-- begin Information given --

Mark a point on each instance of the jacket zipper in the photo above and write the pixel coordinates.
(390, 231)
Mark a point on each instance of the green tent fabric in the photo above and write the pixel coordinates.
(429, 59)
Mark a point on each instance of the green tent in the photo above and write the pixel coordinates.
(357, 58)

-- end Information given --

# [Job]
Write out all the entries above again, with each one's text unchanged, and scale every pixel coordinate in their answers by 1.05, rounding to the nearest whole number with halves rounded up.

# [Finished task]
Mark a point on each instance of the jacket zipper in the photo above and write the pixel coordinates.
(410, 243)
Mark a point on each instance of the green tent fabric in the photo above and write the pixel coordinates.
(450, 62)
Mark a point on each instance of the green tent in the photo above and write the pixel coordinates.
(375, 61)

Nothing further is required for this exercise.